--- start of GIVEN DATA ---

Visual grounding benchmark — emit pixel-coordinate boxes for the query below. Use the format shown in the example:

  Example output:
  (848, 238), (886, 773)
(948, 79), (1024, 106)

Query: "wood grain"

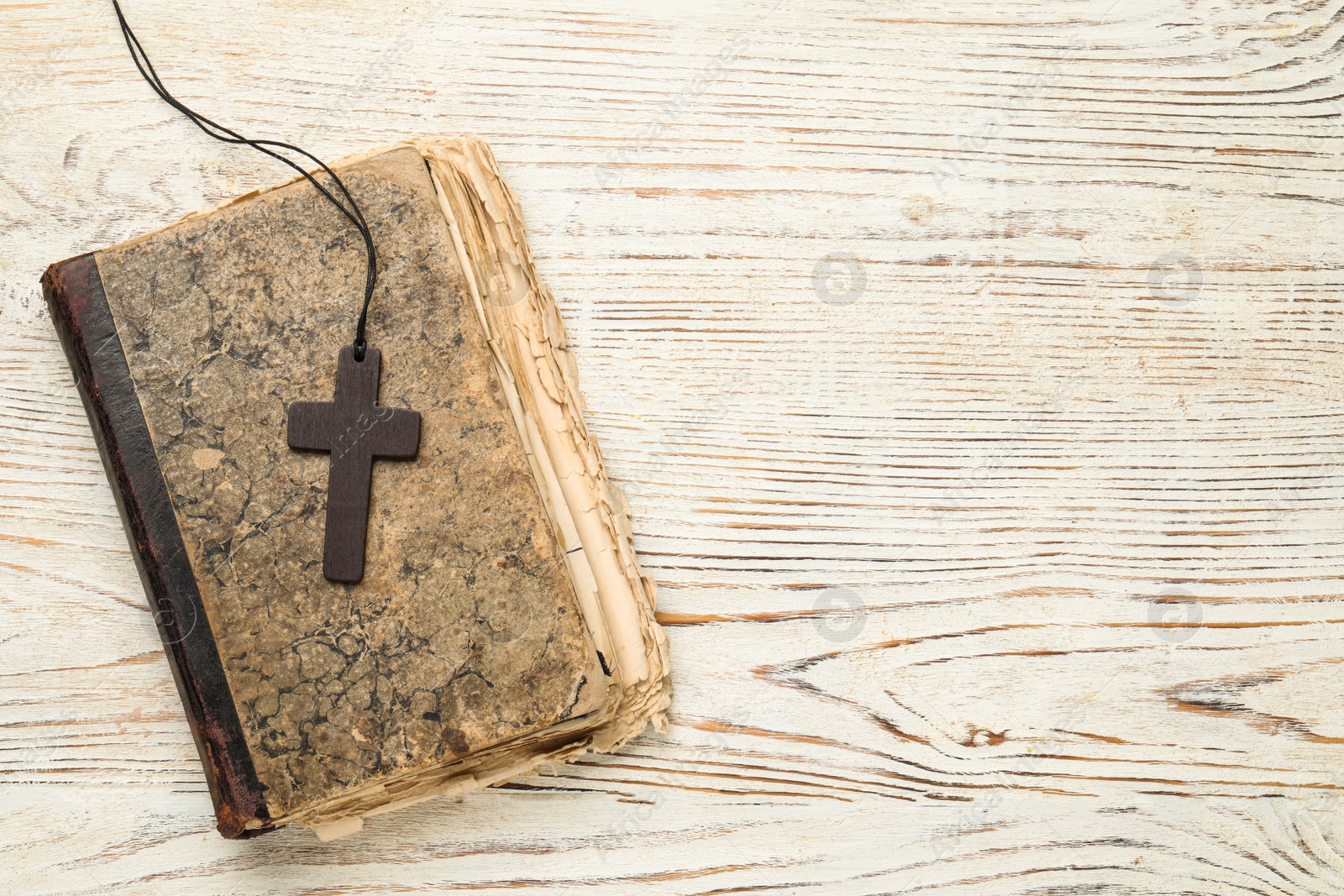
(0, 0), (1344, 896)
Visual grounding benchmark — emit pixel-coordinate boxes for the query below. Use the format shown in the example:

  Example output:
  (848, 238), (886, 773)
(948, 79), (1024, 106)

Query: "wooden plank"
(0, 0), (1344, 896)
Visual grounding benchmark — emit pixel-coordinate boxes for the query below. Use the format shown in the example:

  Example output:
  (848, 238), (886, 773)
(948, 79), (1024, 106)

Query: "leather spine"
(42, 253), (273, 838)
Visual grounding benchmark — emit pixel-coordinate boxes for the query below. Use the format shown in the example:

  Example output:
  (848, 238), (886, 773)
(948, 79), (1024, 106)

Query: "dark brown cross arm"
(289, 345), (421, 582)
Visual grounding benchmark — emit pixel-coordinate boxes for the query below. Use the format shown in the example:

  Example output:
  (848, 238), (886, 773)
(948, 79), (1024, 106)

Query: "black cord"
(112, 0), (378, 361)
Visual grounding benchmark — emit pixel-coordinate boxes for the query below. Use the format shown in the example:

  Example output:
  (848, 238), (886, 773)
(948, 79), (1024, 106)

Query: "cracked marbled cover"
(87, 148), (606, 822)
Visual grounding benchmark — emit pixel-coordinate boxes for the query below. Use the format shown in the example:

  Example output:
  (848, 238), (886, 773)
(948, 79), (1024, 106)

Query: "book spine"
(42, 253), (271, 838)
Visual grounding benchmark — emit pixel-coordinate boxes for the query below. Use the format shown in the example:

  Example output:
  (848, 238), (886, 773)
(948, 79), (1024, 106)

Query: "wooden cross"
(289, 345), (419, 582)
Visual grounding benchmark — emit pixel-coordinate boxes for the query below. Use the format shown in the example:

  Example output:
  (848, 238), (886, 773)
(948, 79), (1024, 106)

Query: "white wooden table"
(0, 0), (1344, 896)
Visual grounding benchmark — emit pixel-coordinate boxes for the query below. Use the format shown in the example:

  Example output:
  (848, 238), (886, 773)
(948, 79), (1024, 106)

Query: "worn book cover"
(43, 139), (669, 838)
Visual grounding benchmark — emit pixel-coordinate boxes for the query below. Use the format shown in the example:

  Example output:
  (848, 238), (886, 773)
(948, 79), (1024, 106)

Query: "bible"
(43, 137), (670, 840)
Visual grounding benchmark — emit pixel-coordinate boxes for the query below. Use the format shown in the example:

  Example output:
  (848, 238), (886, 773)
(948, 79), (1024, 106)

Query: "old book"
(43, 139), (669, 838)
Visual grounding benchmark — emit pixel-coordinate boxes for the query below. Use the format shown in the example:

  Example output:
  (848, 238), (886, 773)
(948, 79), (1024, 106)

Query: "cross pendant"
(289, 345), (419, 582)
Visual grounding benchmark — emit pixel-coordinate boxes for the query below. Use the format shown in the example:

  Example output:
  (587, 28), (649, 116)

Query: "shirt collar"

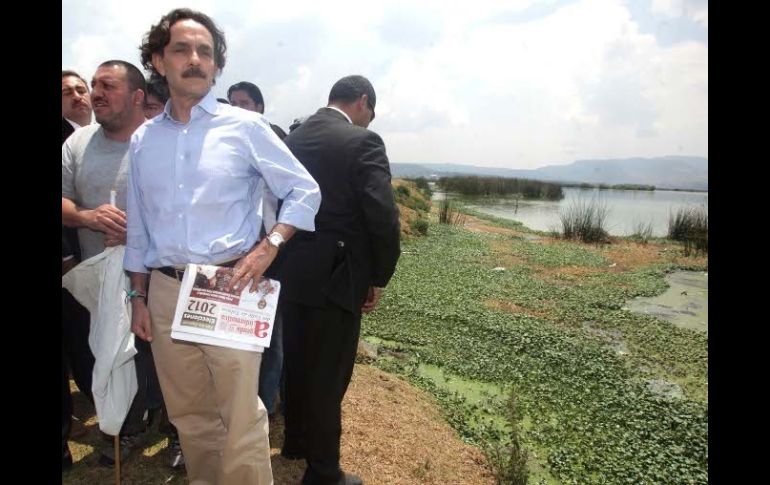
(161, 89), (222, 120)
(326, 106), (353, 124)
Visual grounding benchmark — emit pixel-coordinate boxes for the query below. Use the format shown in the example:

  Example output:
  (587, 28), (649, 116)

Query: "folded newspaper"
(171, 264), (281, 352)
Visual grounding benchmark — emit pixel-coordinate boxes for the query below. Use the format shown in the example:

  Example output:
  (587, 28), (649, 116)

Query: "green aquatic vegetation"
(362, 224), (708, 484)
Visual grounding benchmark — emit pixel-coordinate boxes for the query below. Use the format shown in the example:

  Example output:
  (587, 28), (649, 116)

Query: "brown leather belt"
(153, 258), (240, 281)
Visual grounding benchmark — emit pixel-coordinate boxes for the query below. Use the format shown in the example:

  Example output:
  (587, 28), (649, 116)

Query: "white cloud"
(650, 0), (709, 27)
(62, 0), (708, 168)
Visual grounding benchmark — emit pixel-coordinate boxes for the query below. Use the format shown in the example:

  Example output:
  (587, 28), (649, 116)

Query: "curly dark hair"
(139, 8), (227, 79)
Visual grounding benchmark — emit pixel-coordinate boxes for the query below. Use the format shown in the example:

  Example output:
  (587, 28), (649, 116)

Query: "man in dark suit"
(276, 76), (400, 484)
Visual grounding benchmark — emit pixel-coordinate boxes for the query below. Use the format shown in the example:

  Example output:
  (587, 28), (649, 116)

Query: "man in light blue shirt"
(124, 9), (321, 485)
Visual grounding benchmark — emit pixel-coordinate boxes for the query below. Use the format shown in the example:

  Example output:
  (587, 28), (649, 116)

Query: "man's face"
(61, 76), (91, 121)
(91, 65), (133, 131)
(152, 19), (217, 99)
(230, 89), (264, 113)
(144, 94), (166, 119)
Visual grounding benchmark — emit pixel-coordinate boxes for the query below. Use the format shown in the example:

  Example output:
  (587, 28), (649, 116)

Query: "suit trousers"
(281, 302), (361, 484)
(147, 271), (273, 485)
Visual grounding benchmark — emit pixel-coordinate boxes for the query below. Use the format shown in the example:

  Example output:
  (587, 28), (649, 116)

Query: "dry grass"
(62, 365), (494, 485)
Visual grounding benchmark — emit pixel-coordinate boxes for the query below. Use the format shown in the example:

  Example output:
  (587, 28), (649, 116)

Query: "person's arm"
(61, 137), (126, 240)
(227, 117), (321, 292)
(128, 272), (152, 342)
(123, 144), (150, 273)
(61, 197), (126, 240)
(354, 131), (401, 290)
(227, 223), (297, 292)
(123, 140), (152, 342)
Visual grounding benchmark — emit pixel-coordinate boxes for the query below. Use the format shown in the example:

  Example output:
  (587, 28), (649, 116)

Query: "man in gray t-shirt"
(61, 125), (129, 260)
(62, 61), (146, 466)
(62, 61), (146, 259)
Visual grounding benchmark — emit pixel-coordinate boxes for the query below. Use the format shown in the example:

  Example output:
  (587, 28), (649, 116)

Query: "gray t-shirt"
(61, 124), (130, 259)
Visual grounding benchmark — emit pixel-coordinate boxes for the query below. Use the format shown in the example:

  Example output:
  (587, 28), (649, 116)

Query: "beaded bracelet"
(126, 290), (147, 301)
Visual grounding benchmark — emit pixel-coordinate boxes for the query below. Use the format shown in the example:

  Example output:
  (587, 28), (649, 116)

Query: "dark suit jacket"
(61, 117), (75, 145)
(276, 108), (401, 315)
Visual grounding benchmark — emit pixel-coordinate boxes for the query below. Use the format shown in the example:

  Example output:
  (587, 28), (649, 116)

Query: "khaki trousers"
(147, 271), (273, 485)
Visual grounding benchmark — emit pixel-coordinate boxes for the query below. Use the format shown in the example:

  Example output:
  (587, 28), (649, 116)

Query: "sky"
(62, 0), (708, 169)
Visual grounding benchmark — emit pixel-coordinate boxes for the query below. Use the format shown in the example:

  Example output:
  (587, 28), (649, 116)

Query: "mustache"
(182, 67), (206, 79)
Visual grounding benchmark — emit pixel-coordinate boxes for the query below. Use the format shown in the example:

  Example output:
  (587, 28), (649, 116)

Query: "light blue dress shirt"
(123, 91), (321, 273)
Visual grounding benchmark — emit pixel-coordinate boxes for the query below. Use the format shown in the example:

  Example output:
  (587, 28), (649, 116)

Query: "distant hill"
(391, 156), (708, 190)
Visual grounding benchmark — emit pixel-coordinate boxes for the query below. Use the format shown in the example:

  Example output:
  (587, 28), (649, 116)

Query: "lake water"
(444, 187), (708, 236)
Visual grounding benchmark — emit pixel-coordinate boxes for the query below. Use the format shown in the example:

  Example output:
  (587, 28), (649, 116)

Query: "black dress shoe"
(61, 447), (72, 471)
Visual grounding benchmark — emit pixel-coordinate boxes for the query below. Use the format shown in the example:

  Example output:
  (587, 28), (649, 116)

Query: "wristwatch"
(267, 231), (285, 249)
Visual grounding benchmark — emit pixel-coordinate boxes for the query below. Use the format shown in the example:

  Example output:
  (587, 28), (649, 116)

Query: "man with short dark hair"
(276, 76), (400, 484)
(62, 60), (145, 466)
(124, 8), (320, 485)
(61, 70), (94, 470)
(61, 70), (91, 131)
(144, 78), (168, 120)
(227, 81), (286, 140)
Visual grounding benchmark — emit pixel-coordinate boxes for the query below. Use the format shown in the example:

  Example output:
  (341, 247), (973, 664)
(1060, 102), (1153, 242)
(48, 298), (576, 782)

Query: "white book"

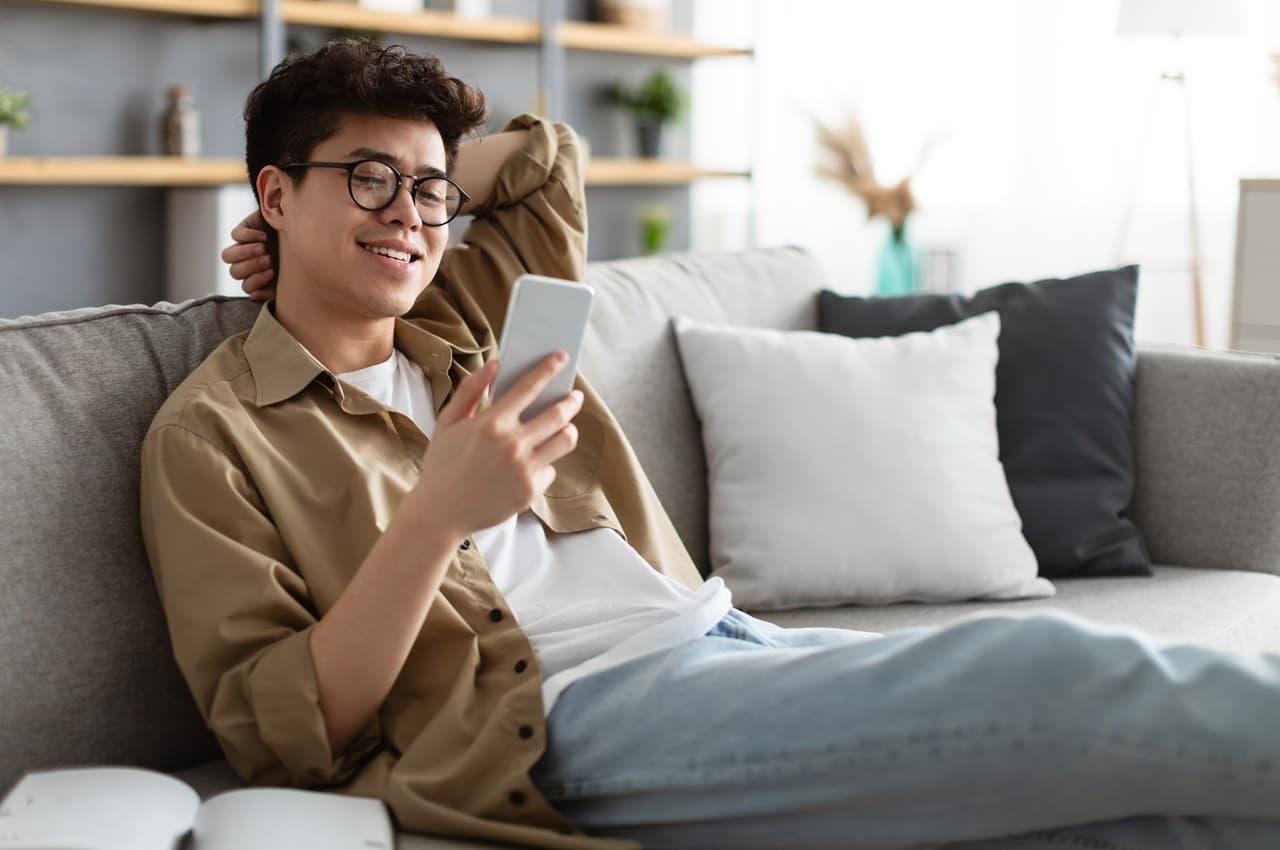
(0, 767), (396, 850)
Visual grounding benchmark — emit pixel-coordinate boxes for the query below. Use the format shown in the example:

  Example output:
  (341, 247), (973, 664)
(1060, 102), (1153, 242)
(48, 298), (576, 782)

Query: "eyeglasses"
(280, 160), (471, 228)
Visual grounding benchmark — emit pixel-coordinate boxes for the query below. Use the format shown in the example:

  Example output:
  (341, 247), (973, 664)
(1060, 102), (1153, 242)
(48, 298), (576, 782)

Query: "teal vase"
(876, 227), (920, 296)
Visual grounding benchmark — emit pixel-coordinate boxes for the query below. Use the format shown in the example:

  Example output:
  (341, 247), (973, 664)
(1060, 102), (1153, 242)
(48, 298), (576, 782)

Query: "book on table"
(0, 767), (396, 850)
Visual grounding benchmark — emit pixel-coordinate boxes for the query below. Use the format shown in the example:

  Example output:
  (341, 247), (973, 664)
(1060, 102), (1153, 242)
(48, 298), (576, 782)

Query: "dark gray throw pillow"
(818, 266), (1152, 579)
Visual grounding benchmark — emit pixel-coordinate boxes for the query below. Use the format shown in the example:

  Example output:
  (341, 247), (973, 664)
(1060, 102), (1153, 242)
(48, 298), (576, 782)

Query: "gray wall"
(0, 0), (690, 316)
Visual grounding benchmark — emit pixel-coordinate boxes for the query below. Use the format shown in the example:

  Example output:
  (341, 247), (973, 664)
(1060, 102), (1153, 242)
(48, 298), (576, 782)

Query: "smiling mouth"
(357, 242), (421, 265)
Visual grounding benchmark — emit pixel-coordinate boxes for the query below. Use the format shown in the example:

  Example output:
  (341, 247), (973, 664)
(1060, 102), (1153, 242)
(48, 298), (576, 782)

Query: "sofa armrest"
(1132, 347), (1280, 575)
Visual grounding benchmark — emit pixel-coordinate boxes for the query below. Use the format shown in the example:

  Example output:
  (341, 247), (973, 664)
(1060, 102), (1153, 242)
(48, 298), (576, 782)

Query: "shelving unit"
(36, 0), (261, 18)
(280, 0), (541, 45)
(0, 0), (751, 59)
(0, 156), (248, 187)
(0, 0), (754, 289)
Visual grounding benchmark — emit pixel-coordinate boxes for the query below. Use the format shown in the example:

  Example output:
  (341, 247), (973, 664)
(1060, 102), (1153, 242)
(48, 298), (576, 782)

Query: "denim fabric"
(532, 609), (1280, 850)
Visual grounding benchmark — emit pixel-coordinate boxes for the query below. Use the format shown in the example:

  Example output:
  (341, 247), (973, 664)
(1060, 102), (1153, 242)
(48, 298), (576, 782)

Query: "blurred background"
(0, 0), (1280, 351)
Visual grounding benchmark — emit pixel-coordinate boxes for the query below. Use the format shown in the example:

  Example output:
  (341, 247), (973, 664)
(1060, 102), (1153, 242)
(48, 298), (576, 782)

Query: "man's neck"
(274, 287), (396, 374)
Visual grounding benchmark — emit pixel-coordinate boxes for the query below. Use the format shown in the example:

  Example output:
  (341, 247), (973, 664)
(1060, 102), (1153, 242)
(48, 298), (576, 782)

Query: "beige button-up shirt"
(141, 115), (703, 849)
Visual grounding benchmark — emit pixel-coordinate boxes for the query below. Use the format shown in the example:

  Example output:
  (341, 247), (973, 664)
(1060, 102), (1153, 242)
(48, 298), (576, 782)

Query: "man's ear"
(257, 165), (289, 230)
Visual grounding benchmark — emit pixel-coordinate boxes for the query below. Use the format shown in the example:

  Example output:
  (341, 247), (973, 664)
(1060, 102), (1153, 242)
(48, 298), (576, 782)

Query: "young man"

--- end of GIVEN DATA ---

● **WHAT THE TASK ASKS**
Could you rescale the records from the start through the line holding "(87, 148), (606, 822)", inclusive, and write every line out again, requests included? Multiply each coordinate in the answers by 0.65 and round to whole numbers with halves going up, leave the requests and their format samples unchanged, and omit the pictures.

● **EXERCISE SOLUTION**
Visual grounding benchmark — emit pixel-coordinate boxes for the query below. Use the format shown in the example:

  Example output:
  (848, 238), (886, 773)
(948, 79), (1024, 106)

Query: "wood grain"

(0, 0), (874, 582)
Visual grounding benchmark — emit pixel-coordinate boxes for the query below. Use the format shown in the example:

  Example output:
  (848, 238), (886, 773)
(948, 79), (1024, 106)

Query: "wooden plank"
(0, 0), (874, 582)
Visual grounding benchmark — emit pixel-coordinate boxes for the query below. Use the format shown in the example:

  Example output:
  (848, 238), (886, 773)
(948, 79), (1024, 106)

Query: "leather spine"
(27, 164), (177, 545)
Visual grounding benchmark — emit pixel-coordinate boxes for the query below. Use the format shown in the example:

  Example output:
  (848, 238), (886, 773)
(948, 79), (1024, 106)

Query: "dark brown cross arm"
(188, 224), (274, 378)
Visual grounding benchmark — emit pixel-coordinate boxes for the query below. Use the format shown in the example:

  Example output:
  (848, 238), (886, 773)
(948, 79), (1024, 106)

Query: "black cord"
(73, 0), (246, 235)
Visual grounding benchmark — emit pixel-coordinate boxes for the query below. Use the format shown in the example:

  Example output:
  (848, 238), (886, 773)
(948, 79), (1024, 106)

Query: "cracked marbled cover"
(57, 96), (394, 534)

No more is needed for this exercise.